Who are the elite controllers? No, they're not initiates of Yale's
secretive Skull and Bones Society or members the Trilateral
Commission. Elite controllers are people infected with HIV who have
been able to suppress their virus without using antiretroviral
medications. And Dr. Bruce Walker of Boston wants to meet them and
find out how they do it.

It's been appreciated for many years that some people with HIV do not
progress to AIDS at the same pace as most. Typically, the immune
damage of untreated HIV infection will lead to life threatening
opportunistic infections within eight to 12 years. But some people
have been infected for 20_25 years or more and have not yet
experienced the severe loss of CD4 immune cells that signals AIDS.

These people have been termed long-term nonprogressors, and in the mid
1990s, researchers began studying them to try to understand why some
people progressed to disease and others didn't. The ultimate hope was
that whatever protective qualities these people carried naturally
could be stimulated in everyone. There are also other long-term
survivors of AIDS who have experienced immune damage but have managed
to thwart the virus with treatments, although these people may also
have had help from their immune system or a genetic resistance to HIV.

For Walker and colleagues at the Partners AIDS Research Center who are
coordinating the study, duration of infection is not the main
criterion; they are looking for anyone who can control their HIV
without drugs. Elite controllers are defined as people with
asymptomatic HIV infection not taking antiretroviral therapy (ART) who
have experienced at least one year with HIV RNA below 50 copies/mL
(undetectable). Participants must have at least three sets of test
results documented within one year. Occasional viral load blips up to
1,000 copies/mL are allowable.

Walker estimates that there may be 1,500 or more elite controllers in
the United States. The research group has already collected blood from
over 100 people and has set a target of enrolling 1,000 elite
controllers into the study. They are also interested in finding a
similar group of people with asymptomatic HIV infection who, while not
undetectable, do manage to keep their HIV RNA levels under 2,000
copies/mL without drugs. Walker calls these people, who may be much
more common, viremic controllers. A long list of prominent HIV
physicians have signed up to scout for elite controllers, but
individuals who think they fit the criteria can contact Walker's group
in Boston directly to submit a blood sample.

* _Supplied information_:
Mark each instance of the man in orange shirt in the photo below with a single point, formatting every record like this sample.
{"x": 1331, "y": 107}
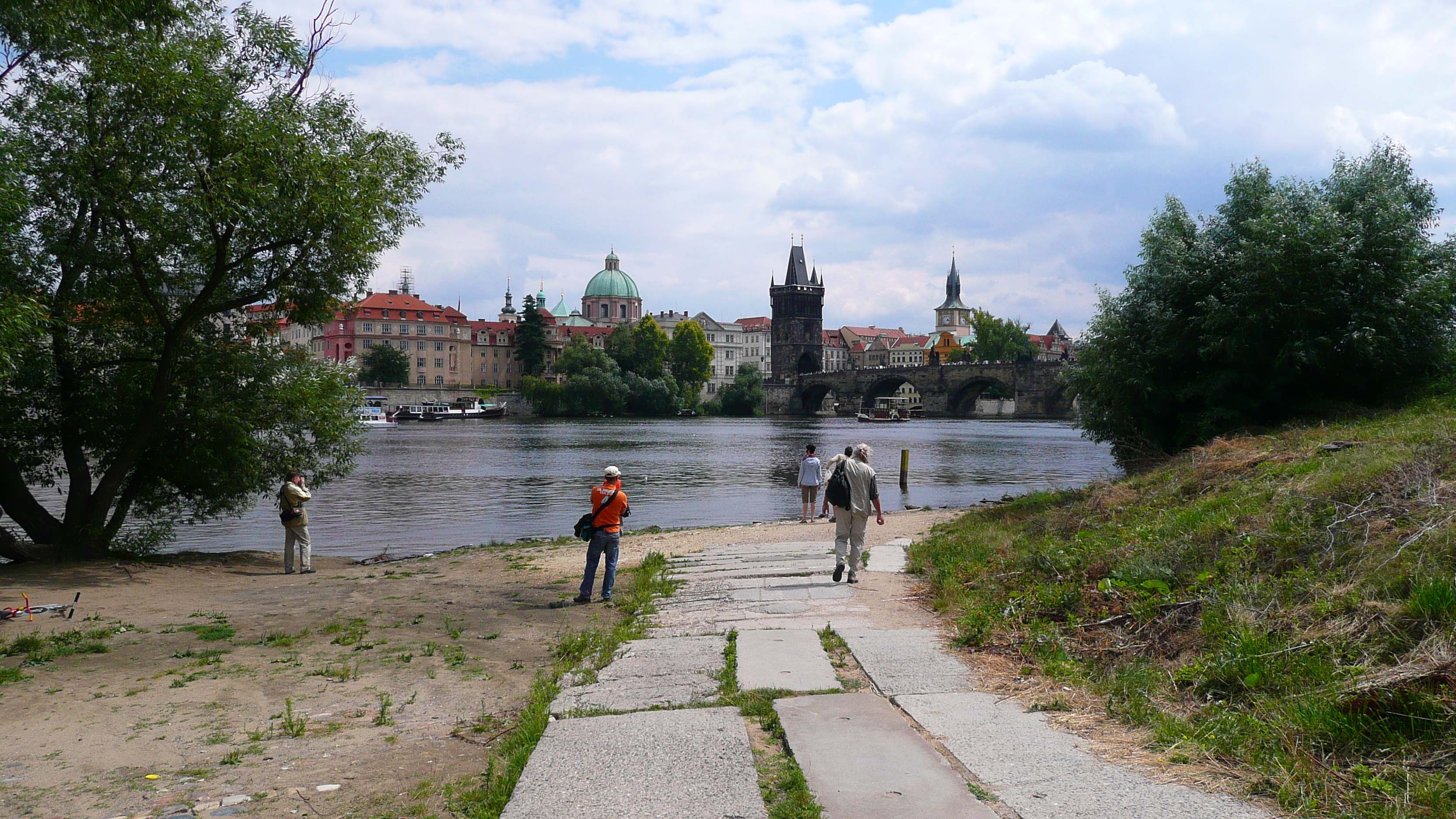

* _Your goal_:
Copy the passage on elite controllers from "Who are the" to "that signals AIDS.", replacing "opportunistic infections" with "opportunistic illnesses". Rely only on the passage to respond.

* _Response area_:
Who are the elite controllers? No, they're not initiates of Yale's
secretive Skull and Bones Society or members the Trilateral
Commission. Elite controllers are people infected with HIV who have
been able to suppress their virus without using antiretroviral
medications. And Dr. Bruce Walker of Boston wants to meet them and
find out how they do it.

It's been appreciated for many years that some people with HIV do not
progress to AIDS at the same pace as most. Typically, the immune
damage of untreated HIV infection will lead to life threatening
opportunistic illnesses within eight to 12 years. But some people
have been infected for 20_25 years or more and have not yet
experienced the severe loss of CD4 immune cells that signals AIDS.